## [EXERCISE]
Restate the records so that not a single word differs.

## [THE RECORDS]

════

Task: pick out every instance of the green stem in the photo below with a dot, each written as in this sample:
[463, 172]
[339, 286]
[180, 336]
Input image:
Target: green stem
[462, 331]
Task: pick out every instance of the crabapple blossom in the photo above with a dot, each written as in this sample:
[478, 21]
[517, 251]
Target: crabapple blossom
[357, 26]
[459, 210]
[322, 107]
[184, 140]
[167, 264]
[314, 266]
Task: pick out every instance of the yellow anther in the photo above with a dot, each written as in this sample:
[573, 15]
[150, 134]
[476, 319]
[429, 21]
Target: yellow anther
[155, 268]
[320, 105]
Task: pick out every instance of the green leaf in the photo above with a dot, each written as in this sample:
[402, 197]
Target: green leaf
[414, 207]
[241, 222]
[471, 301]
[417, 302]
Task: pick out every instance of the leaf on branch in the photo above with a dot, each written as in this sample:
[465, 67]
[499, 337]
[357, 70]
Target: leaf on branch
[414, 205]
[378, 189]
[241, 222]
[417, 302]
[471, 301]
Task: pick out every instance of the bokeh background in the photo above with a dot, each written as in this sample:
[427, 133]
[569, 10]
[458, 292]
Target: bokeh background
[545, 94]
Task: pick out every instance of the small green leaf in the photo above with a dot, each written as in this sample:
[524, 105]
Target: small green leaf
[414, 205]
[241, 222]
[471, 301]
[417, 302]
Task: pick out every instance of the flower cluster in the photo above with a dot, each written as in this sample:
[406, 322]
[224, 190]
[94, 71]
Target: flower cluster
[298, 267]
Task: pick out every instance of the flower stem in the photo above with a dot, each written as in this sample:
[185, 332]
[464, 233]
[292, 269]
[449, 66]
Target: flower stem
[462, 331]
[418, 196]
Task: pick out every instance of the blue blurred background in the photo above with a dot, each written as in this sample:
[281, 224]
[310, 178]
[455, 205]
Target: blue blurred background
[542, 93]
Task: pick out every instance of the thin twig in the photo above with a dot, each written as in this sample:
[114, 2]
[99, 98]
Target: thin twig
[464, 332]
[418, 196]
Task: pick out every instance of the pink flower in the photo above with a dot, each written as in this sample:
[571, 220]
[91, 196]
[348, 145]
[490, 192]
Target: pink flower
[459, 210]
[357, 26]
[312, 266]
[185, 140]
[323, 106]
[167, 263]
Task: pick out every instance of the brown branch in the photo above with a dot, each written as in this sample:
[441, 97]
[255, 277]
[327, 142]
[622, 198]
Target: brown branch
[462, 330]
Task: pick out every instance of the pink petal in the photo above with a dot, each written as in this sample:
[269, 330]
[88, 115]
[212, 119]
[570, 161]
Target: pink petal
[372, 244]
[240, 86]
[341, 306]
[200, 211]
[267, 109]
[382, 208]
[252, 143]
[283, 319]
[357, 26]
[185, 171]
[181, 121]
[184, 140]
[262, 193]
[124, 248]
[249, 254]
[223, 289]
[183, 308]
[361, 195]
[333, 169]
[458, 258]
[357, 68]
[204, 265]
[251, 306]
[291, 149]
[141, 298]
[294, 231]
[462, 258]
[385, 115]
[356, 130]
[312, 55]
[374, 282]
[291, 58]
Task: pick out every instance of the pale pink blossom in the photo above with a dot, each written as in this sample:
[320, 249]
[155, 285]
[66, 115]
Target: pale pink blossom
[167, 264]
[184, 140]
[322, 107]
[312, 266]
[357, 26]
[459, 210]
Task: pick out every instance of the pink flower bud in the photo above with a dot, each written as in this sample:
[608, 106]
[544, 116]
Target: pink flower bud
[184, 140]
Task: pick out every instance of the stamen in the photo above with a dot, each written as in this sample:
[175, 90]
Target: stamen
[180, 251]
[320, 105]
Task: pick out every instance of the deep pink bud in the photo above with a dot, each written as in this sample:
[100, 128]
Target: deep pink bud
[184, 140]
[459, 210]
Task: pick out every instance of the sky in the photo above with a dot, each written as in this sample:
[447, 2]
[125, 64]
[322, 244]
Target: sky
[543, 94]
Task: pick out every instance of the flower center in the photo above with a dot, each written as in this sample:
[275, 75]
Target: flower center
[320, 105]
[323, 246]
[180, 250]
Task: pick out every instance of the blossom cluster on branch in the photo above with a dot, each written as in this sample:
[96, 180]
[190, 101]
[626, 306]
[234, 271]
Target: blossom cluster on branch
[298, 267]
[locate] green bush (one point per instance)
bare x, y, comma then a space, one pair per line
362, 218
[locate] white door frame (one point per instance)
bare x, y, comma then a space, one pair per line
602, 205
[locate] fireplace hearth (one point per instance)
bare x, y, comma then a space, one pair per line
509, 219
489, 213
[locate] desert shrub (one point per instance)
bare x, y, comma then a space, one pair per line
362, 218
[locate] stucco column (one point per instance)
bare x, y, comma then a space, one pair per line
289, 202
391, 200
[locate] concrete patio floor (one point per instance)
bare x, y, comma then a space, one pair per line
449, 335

════

## [RESULT FOR THIS EXERCISE]
Task: pick out every instance of the green stem in the photo below with a dot, each written as in this sample:
[463, 172]
[339, 286]
[180, 336]
Input image:
Target: green stem
[462, 331]
Task: pick out every instance of the crabapple blossom in the photo above with a dot, each written as in this sample:
[478, 21]
[517, 251]
Target: crabapple blossom
[357, 26]
[459, 210]
[322, 107]
[184, 140]
[167, 264]
[314, 266]
Task: pick out every instance of the yellow anther in the photo above with a dot, each written as in this sample:
[573, 15]
[150, 134]
[476, 319]
[429, 21]
Target: yellow anther
[155, 268]
[320, 105]
Task: pick out every instance of the green leaf in the photo above with a dot, each written as in this sample:
[402, 197]
Target: green leaf
[414, 207]
[241, 222]
[471, 301]
[417, 302]
Task: pick out every instance of the leaf on branch in the photo above with a dot, each written as in this sample:
[465, 67]
[499, 337]
[357, 70]
Target: leaf on branch
[414, 205]
[378, 189]
[241, 222]
[417, 302]
[471, 301]
Task: pick out every instance of the bokeh background in the photo above with a dot, each written as in this sample:
[427, 133]
[569, 10]
[458, 292]
Target: bokeh background
[545, 94]
Task: pick out every instance of the small green leaf in the photo above with a dot, each written as in this sample:
[524, 105]
Target: small green leaf
[414, 205]
[241, 222]
[471, 301]
[417, 302]
Task: pick out every instance of the flower cluster in the photo above with a dot, each written as in this sample:
[406, 322]
[224, 190]
[94, 71]
Target: flower cluster
[298, 267]
Task: pick out every instance of the flower stem in the photo above with a dot, each written as in this sample:
[185, 332]
[464, 233]
[292, 269]
[449, 66]
Target: flower stem
[462, 331]
[418, 196]
Task: pick out every instance of the blue blurred background in the photo above with a dot, each written as in this sample:
[281, 224]
[310, 178]
[455, 205]
Target: blue blurred background
[542, 93]
Task: pick out every instance of the thin twig in the photo above with a dot, each written as in this sample:
[114, 2]
[99, 98]
Target: thin twig
[464, 332]
[418, 196]
Task: pick out every instance of the pink flower in the photo above with a dot, each written as in this sample:
[571, 220]
[91, 196]
[348, 145]
[490, 192]
Target: pink flower
[459, 210]
[357, 26]
[312, 266]
[185, 140]
[323, 106]
[167, 263]
Task: pick out every instance of the brown branch in the photo above with a dot, each written as in this sample:
[441, 97]
[255, 277]
[327, 142]
[622, 198]
Target: brown branch
[462, 330]
Task: pick out every instance of the pink petal in the photo above with a dot, each written as in this sample:
[269, 330]
[88, 115]
[212, 119]
[570, 161]
Target: pink petal
[372, 244]
[240, 86]
[341, 306]
[200, 211]
[267, 109]
[382, 208]
[252, 143]
[283, 319]
[357, 26]
[185, 171]
[181, 121]
[184, 140]
[262, 193]
[124, 248]
[249, 254]
[223, 289]
[183, 308]
[361, 195]
[333, 169]
[458, 258]
[357, 68]
[204, 265]
[251, 306]
[291, 149]
[141, 298]
[294, 231]
[462, 258]
[385, 115]
[356, 130]
[312, 55]
[374, 282]
[291, 58]
Task: pick out every instance of the pale pink blossom in the photo above with a dot, each written as in this sample:
[320, 249]
[155, 285]
[66, 115]
Target: pale pink blossom
[167, 264]
[184, 140]
[322, 107]
[312, 266]
[357, 26]
[459, 210]
Task: pick out every instance of the pink flower bud in the photo above with a dot, each written as in this sample:
[608, 106]
[544, 116]
Target: pink flower bud
[184, 140]
Task: pick out every instance of the stamen in the photo above with a dot, each written as in this sample:
[175, 90]
Target: stamen
[180, 251]
[320, 105]
Task: pick out every instance of the deep pink bud in the photo above with a dot, each written as in this sample:
[100, 128]
Target: deep pink bud
[184, 140]
[459, 210]
Task: pick out every instance of the sky in the photo above with a dot, each written as in this sample:
[447, 2]
[125, 64]
[322, 244]
Target: sky
[543, 94]
Task: pick out every instance of the flower center in the photo above with a dot, each written as in this sample:
[275, 75]
Target: flower center
[320, 105]
[323, 246]
[180, 250]
Task: pick out every instance of the blossom cluster on branch in the photo above with a dot, each written as in this sample:
[96, 180]
[190, 101]
[626, 306]
[234, 271]
Target: blossom cluster on branch
[298, 267]
[locate] green bush (one point per instance)
bare x, y, comma then a space, one pair per line
362, 218
[locate] white door frame (one point per instance)
bare x, y, comma then a space, one pair per line
602, 205
[locate] fireplace hearth (one point per instance)
bare x, y, comma then a space, one pair per line
509, 219
489, 213
[locate] desert shrub (one point per instance)
bare x, y, comma then a space, one pair per line
362, 218
[locate] stucco column (one point per instance)
bare x, y, comma then a space, one pair per line
289, 202
391, 200
[locate] concrete patio floor (one point per instance)
bare x, y, comma then a space, one pair per line
449, 335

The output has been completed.